### EXERCISE AIM
Repeat the data below word for word, keeping every line the same.

::: EXCERPTED DATA :::

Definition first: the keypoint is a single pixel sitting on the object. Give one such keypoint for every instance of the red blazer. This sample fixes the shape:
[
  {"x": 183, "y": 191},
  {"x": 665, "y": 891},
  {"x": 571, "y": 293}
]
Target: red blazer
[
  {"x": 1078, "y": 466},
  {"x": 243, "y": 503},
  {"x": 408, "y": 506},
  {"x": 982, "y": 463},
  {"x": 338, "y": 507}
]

:::

### SOLUTION BELOW
Definition first: the keypoint is a single pixel sitting on the object. Give one such keypoint for every instance of the red blazer. This sample fixes the shape:
[
  {"x": 183, "y": 191},
  {"x": 665, "y": 891},
  {"x": 571, "y": 293}
]
Target: red blazer
[
  {"x": 1078, "y": 466},
  {"x": 243, "y": 503},
  {"x": 408, "y": 506},
  {"x": 982, "y": 463},
  {"x": 338, "y": 507}
]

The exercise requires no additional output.